== Given records ==
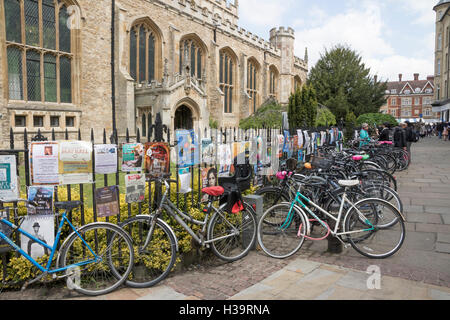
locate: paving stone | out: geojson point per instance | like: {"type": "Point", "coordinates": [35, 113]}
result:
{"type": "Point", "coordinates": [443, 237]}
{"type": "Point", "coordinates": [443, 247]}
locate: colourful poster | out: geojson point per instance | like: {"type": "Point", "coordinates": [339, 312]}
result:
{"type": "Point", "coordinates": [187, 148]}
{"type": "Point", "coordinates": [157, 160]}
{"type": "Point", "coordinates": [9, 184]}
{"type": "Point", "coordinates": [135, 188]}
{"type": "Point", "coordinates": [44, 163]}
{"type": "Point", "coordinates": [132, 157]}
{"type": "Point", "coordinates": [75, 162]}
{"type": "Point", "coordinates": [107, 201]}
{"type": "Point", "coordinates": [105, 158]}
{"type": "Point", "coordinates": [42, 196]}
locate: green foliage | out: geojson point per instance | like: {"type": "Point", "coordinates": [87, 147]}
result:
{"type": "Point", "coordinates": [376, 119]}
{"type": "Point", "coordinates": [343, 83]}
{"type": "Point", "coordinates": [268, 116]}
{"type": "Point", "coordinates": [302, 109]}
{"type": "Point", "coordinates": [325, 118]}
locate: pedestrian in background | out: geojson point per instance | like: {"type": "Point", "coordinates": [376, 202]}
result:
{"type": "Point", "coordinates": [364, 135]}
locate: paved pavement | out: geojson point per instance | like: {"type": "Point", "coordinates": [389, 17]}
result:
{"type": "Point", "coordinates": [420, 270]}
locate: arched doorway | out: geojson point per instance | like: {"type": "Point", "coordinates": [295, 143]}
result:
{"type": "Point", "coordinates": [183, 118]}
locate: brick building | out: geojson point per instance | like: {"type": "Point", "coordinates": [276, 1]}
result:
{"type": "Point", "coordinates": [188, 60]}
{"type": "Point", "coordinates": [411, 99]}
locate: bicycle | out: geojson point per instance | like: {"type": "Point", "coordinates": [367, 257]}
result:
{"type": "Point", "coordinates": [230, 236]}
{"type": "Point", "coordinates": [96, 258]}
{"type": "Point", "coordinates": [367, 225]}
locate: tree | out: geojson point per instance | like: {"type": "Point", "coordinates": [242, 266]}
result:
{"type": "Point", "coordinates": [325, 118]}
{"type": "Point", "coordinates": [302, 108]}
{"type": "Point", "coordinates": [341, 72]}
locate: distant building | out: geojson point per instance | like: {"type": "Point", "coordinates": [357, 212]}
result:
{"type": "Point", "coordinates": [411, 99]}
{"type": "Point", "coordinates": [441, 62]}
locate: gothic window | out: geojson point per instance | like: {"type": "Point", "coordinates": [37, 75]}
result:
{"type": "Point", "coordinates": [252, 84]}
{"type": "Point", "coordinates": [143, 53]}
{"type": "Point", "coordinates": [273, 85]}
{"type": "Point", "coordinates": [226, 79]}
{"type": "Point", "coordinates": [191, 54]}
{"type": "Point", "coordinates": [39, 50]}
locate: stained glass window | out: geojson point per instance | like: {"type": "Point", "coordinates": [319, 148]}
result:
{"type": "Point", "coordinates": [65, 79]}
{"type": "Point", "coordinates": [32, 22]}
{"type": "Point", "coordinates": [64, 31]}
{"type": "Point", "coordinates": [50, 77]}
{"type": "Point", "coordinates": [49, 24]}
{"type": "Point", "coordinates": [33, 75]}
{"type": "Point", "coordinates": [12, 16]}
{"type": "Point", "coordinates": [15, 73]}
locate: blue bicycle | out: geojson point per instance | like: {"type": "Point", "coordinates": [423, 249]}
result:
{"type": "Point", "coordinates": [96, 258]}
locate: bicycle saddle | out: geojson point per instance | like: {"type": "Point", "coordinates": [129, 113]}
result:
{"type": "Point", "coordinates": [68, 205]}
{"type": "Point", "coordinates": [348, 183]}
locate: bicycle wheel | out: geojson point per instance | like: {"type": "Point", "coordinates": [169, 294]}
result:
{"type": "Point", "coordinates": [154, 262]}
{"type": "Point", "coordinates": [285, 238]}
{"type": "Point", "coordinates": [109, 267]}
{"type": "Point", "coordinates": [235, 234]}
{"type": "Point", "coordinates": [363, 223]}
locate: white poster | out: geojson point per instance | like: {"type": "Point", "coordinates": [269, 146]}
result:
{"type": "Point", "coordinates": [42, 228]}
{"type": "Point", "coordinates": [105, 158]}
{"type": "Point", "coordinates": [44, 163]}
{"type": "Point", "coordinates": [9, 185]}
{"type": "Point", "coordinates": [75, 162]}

== Your instructions ==
None of the pictures should appear; repeat the records exactly otherwise.

== The response ==
locate: paving stone | out: geojson point per instance | like: {"type": "Point", "coordinates": [35, 113]}
result:
{"type": "Point", "coordinates": [443, 237]}
{"type": "Point", "coordinates": [443, 247]}
locate: colourful poster | out: geojson point per instance | like: {"type": "Point", "coordinates": [339, 312]}
result:
{"type": "Point", "coordinates": [187, 148]}
{"type": "Point", "coordinates": [157, 160]}
{"type": "Point", "coordinates": [9, 184]}
{"type": "Point", "coordinates": [135, 188]}
{"type": "Point", "coordinates": [44, 163]}
{"type": "Point", "coordinates": [132, 157]}
{"type": "Point", "coordinates": [75, 162]}
{"type": "Point", "coordinates": [107, 201]}
{"type": "Point", "coordinates": [105, 158]}
{"type": "Point", "coordinates": [42, 196]}
locate: green foliage | out: geojson point per instance | like: {"type": "Point", "coordinates": [87, 147]}
result:
{"type": "Point", "coordinates": [376, 119]}
{"type": "Point", "coordinates": [343, 83]}
{"type": "Point", "coordinates": [268, 116]}
{"type": "Point", "coordinates": [302, 109]}
{"type": "Point", "coordinates": [325, 118]}
locate: pedestrian in background | out: geojson point per instance | like: {"type": "Point", "coordinates": [376, 202]}
result:
{"type": "Point", "coordinates": [364, 135]}
locate: paved pavement | out: geojson point per instance | like: {"type": "Point", "coordinates": [389, 17]}
result:
{"type": "Point", "coordinates": [420, 270]}
locate: arched doorway | out: geojson point per instance | like: {"type": "Point", "coordinates": [295, 143]}
result:
{"type": "Point", "coordinates": [183, 118]}
locate: brick building | out: geojson point per instance | like: {"type": "Point", "coordinates": [276, 1]}
result:
{"type": "Point", "coordinates": [188, 60]}
{"type": "Point", "coordinates": [411, 99]}
locate: bicycle | out: geojson point per instance | like: {"type": "Point", "coordinates": [367, 257]}
result:
{"type": "Point", "coordinates": [230, 236]}
{"type": "Point", "coordinates": [96, 258]}
{"type": "Point", "coordinates": [367, 225]}
locate: tree | out: geojson point per instance | like: {"type": "Point", "coordinates": [242, 266]}
result:
{"type": "Point", "coordinates": [325, 118]}
{"type": "Point", "coordinates": [302, 108]}
{"type": "Point", "coordinates": [341, 72]}
locate: distant building | out: geojson point per instance | like: {"type": "Point", "coordinates": [357, 212]}
result:
{"type": "Point", "coordinates": [411, 99]}
{"type": "Point", "coordinates": [441, 62]}
locate: gothic window | out: geojson point per instance | like: {"type": "Point", "coordinates": [37, 75]}
result:
{"type": "Point", "coordinates": [252, 84]}
{"type": "Point", "coordinates": [143, 53]}
{"type": "Point", "coordinates": [273, 85]}
{"type": "Point", "coordinates": [226, 79]}
{"type": "Point", "coordinates": [191, 54]}
{"type": "Point", "coordinates": [39, 50]}
locate: stained glass window | out: geojson point per instance | like: {"type": "Point", "coordinates": [319, 148]}
result:
{"type": "Point", "coordinates": [65, 79]}
{"type": "Point", "coordinates": [32, 22]}
{"type": "Point", "coordinates": [64, 31]}
{"type": "Point", "coordinates": [50, 77]}
{"type": "Point", "coordinates": [49, 24]}
{"type": "Point", "coordinates": [33, 75]}
{"type": "Point", "coordinates": [12, 16]}
{"type": "Point", "coordinates": [15, 73]}
locate: blue bicycle | out: geojson point per instance | like: {"type": "Point", "coordinates": [423, 249]}
result:
{"type": "Point", "coordinates": [96, 258]}
locate: bicycle saddle | out: geojson point per instance | like: {"type": "Point", "coordinates": [129, 113]}
result:
{"type": "Point", "coordinates": [68, 205]}
{"type": "Point", "coordinates": [348, 183]}
locate: bicycle wheel | out: geojson point per instance | like: {"type": "Point", "coordinates": [169, 294]}
result:
{"type": "Point", "coordinates": [154, 262]}
{"type": "Point", "coordinates": [285, 238]}
{"type": "Point", "coordinates": [109, 267]}
{"type": "Point", "coordinates": [235, 234]}
{"type": "Point", "coordinates": [363, 223]}
locate: white poster | out: geojson point per instance | like: {"type": "Point", "coordinates": [269, 146]}
result:
{"type": "Point", "coordinates": [42, 228]}
{"type": "Point", "coordinates": [105, 158]}
{"type": "Point", "coordinates": [44, 163]}
{"type": "Point", "coordinates": [9, 185]}
{"type": "Point", "coordinates": [75, 162]}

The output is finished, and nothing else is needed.